WHAT YOU SHOULD DO
Going through the entries below, copy out each line that contains "grass".

•••

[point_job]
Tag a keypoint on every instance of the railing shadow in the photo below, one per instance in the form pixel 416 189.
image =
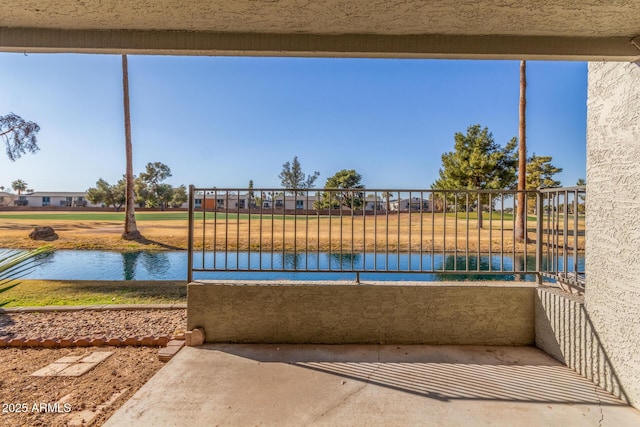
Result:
pixel 566 332
pixel 443 373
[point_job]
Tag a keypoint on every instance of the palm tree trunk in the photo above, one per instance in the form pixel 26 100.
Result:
pixel 521 211
pixel 130 228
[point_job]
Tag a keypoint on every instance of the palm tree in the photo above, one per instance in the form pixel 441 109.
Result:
pixel 130 228
pixel 520 231
pixel 19 186
pixel 387 197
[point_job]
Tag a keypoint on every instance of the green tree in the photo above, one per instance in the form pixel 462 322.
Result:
pixel 477 162
pixel 19 186
pixel 540 173
pixel 151 191
pixel 110 195
pixel 164 195
pixel 179 196
pixel 130 227
pixel 18 135
pixel 293 178
pixel 347 180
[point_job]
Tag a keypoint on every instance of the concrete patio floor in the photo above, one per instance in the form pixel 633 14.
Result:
pixel 369 385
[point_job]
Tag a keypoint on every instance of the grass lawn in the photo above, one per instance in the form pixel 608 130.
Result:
pixel 38 293
pixel 140 216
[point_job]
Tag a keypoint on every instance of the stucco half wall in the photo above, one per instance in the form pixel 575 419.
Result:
pixel 340 313
pixel 612 260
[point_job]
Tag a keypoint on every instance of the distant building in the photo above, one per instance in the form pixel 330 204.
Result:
pixel 6 199
pixel 414 204
pixel 58 199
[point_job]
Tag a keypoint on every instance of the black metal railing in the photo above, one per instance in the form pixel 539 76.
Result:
pixel 563 243
pixel 444 232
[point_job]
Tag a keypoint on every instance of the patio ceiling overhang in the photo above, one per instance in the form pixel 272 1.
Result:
pixel 487 29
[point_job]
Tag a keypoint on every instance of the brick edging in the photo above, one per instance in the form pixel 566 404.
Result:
pixel 87 341
pixel 104 307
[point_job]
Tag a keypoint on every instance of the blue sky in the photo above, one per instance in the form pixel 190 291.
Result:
pixel 221 121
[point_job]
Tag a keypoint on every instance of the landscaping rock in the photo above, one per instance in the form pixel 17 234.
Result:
pixel 43 233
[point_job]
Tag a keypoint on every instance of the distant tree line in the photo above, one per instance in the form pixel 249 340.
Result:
pixel 150 190
pixel 477 162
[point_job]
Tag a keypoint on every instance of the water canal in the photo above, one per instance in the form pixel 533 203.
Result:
pixel 106 265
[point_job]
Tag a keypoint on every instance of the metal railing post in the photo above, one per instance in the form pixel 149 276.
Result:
pixel 190 239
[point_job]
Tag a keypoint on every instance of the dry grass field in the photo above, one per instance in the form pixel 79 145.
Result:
pixel 169 231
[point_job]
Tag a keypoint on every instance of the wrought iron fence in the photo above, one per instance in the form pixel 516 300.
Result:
pixel 448 232
pixel 563 242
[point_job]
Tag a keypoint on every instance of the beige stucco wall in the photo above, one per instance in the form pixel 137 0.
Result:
pixel 564 330
pixel 612 298
pixel 482 314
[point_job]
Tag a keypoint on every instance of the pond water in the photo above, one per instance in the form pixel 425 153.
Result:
pixel 105 265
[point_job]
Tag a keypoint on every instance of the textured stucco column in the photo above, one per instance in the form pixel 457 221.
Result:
pixel 612 297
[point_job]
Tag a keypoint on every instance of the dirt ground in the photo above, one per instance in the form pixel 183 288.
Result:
pixel 402 231
pixel 87 400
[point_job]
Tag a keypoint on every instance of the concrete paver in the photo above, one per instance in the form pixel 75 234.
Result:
pixel 96 357
pixel 358 385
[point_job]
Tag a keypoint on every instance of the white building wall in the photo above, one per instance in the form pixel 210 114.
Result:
pixel 612 296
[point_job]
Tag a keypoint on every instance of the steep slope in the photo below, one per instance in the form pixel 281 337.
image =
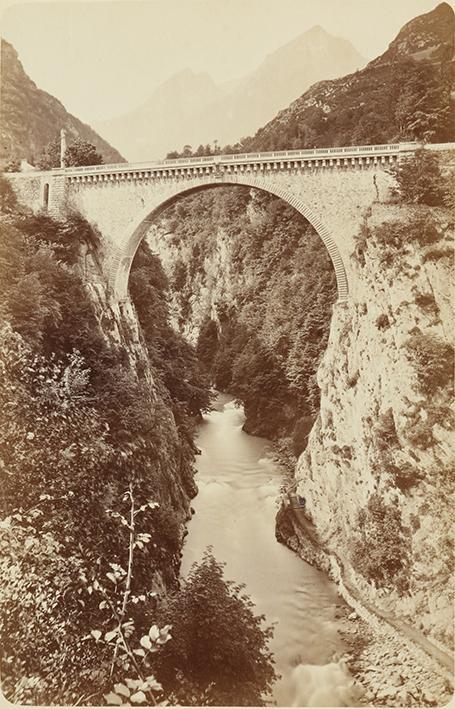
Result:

•••

EXERCISE SOLUTION
Tag a keypoint on every instance of the grass lawn in the photo above, one per instance in the form pixel 608 130.
Tag a keypoint on every instance of the dry grass field in the photo above, one per instance in the form pixel 79 145.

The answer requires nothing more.